◆ THE EXERCISE
Repeat exactly the lines from the line containing "of the wristwatch" to the last line of the listing, including both.

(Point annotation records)
>>>
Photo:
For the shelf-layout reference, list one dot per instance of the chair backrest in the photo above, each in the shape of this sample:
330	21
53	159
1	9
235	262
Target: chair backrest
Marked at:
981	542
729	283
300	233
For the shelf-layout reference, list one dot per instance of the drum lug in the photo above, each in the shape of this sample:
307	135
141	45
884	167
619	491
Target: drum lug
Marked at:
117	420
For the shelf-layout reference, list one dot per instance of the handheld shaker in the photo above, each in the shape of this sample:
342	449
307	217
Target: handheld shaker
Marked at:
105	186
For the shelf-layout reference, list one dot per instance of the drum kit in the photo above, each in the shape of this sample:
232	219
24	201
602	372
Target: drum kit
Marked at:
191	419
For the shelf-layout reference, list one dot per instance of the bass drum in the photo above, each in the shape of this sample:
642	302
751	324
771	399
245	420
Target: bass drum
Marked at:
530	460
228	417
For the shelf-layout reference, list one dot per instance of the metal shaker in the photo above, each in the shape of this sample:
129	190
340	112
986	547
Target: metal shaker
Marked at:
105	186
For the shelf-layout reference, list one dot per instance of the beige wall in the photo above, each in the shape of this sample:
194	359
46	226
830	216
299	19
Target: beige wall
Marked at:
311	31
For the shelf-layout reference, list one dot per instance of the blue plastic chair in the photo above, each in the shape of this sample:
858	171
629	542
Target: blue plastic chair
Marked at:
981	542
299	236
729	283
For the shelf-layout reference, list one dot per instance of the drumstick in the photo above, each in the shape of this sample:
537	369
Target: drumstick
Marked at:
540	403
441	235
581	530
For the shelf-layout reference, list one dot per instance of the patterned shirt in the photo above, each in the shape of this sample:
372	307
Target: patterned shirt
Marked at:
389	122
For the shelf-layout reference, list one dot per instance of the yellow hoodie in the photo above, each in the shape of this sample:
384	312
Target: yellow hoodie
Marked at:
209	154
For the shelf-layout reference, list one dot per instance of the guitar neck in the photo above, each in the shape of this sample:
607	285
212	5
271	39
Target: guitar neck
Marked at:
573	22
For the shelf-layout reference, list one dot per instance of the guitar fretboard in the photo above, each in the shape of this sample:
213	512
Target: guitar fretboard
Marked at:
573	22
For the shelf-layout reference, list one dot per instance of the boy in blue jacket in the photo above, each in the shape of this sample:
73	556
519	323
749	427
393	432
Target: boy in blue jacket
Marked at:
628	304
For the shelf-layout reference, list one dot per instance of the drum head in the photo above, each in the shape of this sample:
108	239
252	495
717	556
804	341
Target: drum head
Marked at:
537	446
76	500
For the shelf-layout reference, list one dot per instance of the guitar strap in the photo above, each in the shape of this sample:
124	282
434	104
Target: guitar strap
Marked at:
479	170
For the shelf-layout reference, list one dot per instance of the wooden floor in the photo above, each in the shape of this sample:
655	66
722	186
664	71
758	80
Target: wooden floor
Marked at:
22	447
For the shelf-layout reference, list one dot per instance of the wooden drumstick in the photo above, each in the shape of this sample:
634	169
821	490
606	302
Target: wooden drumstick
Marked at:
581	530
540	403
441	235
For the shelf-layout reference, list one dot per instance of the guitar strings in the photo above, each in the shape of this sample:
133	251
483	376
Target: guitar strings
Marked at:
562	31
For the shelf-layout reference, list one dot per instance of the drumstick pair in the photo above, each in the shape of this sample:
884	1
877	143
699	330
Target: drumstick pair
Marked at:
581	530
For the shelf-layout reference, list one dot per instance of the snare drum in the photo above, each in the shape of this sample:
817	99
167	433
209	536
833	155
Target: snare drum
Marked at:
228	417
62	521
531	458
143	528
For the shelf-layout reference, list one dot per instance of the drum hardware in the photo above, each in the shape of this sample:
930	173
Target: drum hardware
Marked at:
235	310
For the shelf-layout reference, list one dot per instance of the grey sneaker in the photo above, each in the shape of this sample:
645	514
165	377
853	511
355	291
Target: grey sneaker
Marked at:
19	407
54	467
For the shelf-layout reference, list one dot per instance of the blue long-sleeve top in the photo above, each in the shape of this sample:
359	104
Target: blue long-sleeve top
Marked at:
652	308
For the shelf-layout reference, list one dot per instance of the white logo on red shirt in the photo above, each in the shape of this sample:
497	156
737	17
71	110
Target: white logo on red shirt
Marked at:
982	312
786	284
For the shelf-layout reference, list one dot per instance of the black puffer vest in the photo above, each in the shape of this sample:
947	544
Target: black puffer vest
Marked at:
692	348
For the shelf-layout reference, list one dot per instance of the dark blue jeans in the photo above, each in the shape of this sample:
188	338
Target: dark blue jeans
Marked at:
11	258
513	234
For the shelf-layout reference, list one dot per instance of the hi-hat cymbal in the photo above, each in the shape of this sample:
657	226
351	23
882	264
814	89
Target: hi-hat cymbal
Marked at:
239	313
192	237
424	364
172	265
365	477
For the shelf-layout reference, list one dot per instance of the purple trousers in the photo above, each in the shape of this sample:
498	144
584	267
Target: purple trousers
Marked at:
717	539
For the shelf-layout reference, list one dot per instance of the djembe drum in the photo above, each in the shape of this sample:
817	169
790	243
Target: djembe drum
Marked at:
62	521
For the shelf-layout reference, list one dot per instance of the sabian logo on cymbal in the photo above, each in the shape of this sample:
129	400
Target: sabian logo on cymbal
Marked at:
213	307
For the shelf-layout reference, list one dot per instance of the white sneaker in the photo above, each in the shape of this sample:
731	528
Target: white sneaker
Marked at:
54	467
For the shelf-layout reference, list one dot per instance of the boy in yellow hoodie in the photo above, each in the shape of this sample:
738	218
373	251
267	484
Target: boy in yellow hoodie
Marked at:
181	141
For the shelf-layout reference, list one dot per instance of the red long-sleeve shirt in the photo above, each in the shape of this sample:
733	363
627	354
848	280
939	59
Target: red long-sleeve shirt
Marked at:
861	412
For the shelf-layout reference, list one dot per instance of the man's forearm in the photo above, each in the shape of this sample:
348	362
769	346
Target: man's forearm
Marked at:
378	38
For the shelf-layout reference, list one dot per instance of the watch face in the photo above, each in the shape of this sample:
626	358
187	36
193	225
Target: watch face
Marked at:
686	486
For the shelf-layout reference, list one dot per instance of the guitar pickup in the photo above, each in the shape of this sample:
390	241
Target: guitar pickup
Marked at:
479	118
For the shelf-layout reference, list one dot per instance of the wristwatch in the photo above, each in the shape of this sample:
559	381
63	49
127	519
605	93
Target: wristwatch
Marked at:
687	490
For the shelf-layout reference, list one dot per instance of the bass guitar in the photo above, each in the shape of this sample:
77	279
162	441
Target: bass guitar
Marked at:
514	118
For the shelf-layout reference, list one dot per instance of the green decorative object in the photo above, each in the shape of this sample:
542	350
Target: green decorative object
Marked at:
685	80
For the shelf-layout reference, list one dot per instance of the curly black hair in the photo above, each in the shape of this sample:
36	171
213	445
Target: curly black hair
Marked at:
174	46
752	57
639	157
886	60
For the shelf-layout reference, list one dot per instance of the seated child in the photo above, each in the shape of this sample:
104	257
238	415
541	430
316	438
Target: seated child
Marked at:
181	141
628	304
<<<
◆ FULL SOLUTION
For the shelf-layout reference, list one dot per instance of the wristwatch in the photo above, each in the shape of this sample:
559	381
63	49
127	519
605	93
Target: wristwatch
Marked at:
687	490
For the shelf-layout reference, list one dot per instance of the bass guitar in the photo above, each in the shape of this sample:
77	279
162	441
Target: bass guitar
Marked at:
514	118
For the shelf-layout reference, list one dot per instance of the green decorative object in the photo above, each in the shape of this sample:
542	350
Target: green decorative object
Marked at:
685	80
For the shelf-layout reference, list one dot per instance of the curly black hair in the photo above, each in the shape of this sample:
36	171
213	445
Target: curly black hair
Marked at:
174	46
752	57
639	157
886	60
For the shelf-layout reference, list one dot per instance of the seated child in the photo above, each in the shape of this sample:
104	257
238	415
541	430
316	438
Target: seated child
Marked at:
181	141
628	304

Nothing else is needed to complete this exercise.